++++ READING TEXT

An international authority on a family of intracellular proteins linked to cancer, John Hancock, Ph.D., has been named chairman of the Department of Integrative Biology & Pharmacology at The University of Texas Medical School at Houston. He started his new role in July.
"Dr. Hancock brings great experience to our school and a highly relevant area of research," said Giuseppe N. Colasurdo, M.D., dean of the UT Medical School at Houston. "I am confident that he will be a strong leader and an outstanding mentor."
Hancock succeeds interim chairman Norman W. Weisbrodt, Ph.D.
"Research in the department is directed at the cell biology, physiology and pharmacology of cell regulation and cell signaling," Hancock said. "Basically, we are interested in how cells communicate with one another, and how this communication goes wrong in disease states. Major research themes include the molecular mechanisms of membrane signaling, metabolic regulation and neuronal signal transduction. These efforts are directed at understanding how normal and abnormal cell function translates into whole animal physiology and pathology. A special focus is given to cancer biology, inflammation, cardiovascular biology and metabolic dysfunction."
Hancock has been at the University of Queensland in Brisbane, Australia since 1995 and most recently served as the deputy director of the Institute for Molecular Bioscience (IMB), one of Australia's flagship biomedical research institutes.
"Dr. Hancock's future research, which will involve integrating the latest in molecular biology and imaging technology, promises to make seminal contributions to our understanding of cancer biology and pharmacology," said Stanley G. Schultz, M.D., professor, associate dean for Institutional Advancement and Fondren Chair in Cellular Signaling at the Medical School. Schultz is a former department chair and on faculty at the Graduate School of Biomedical Sciences.

++++++++

# WORK TO COMPLETE:
Carry the news release on John Hancock's appointment as department chairman forward from its final sentence, keeping its formal reporting style.

++++ DATASET CONTENT

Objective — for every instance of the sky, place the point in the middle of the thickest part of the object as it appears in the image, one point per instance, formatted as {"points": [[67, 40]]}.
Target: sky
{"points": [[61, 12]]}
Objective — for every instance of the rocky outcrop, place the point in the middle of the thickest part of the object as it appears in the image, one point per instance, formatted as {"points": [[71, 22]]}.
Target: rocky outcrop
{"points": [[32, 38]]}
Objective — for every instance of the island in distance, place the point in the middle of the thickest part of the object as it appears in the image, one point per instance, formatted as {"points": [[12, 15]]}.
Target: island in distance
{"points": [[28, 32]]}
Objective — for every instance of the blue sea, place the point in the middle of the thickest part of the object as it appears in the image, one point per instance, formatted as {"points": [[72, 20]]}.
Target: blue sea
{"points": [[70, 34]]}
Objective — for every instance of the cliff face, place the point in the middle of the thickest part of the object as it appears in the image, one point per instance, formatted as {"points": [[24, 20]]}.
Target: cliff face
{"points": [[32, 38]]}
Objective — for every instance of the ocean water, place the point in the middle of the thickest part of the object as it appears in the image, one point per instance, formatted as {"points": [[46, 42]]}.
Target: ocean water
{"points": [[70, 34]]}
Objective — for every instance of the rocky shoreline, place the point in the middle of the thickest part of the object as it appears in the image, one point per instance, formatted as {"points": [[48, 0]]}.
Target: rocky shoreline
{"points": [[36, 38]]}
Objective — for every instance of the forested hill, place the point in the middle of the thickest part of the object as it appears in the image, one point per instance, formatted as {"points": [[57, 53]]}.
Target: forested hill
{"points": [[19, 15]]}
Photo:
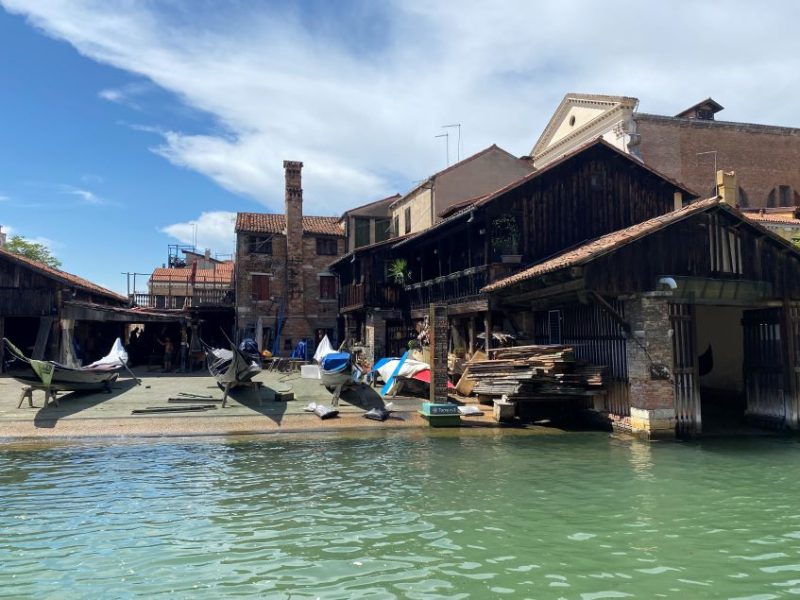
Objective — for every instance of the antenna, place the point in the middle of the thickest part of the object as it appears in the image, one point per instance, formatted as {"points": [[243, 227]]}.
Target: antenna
{"points": [[447, 140], [458, 147]]}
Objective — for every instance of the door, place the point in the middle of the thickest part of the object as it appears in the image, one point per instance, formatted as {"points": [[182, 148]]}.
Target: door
{"points": [[684, 369], [764, 366]]}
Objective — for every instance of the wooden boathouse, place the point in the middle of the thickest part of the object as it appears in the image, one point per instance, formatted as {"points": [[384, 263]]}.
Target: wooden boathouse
{"points": [[695, 313], [42, 309]]}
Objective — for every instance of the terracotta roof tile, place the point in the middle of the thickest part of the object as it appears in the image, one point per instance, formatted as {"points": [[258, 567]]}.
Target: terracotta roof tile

++++++++

# REPLY TO THE TASK:
Hancock hopes to one day target certain cancers by inhibiting the activity of Ras proteins. "In normal cells, Ras proteins switch on and off. In cancer cells, Ras proteins are often locked in an on-state and trigger uncontrolled cell division. The challenge therefore is to neutralize these defective Ras proteins, which play a major role in some 50 percent of colon cancers and 95 percent of pancreatic cancers," he said.
Hancock received his M.B. (Bachelor of Medicine) and B.Chir. (Bachelor of Surgery) from the University of Cambridge and his Ph.D. from the University of London. Following medical and surgical internships as a house physician and a house surgeon at St. Thomas' Hospital Medical School, he entered the U.S. equivalent of a two-year medical residency rotation through major London teaching hospitals, obtaining general medical training in cardiology, neurology, hematology, oncology and intensive care. He then specialized in hematology at the Royal Free Hospital in London.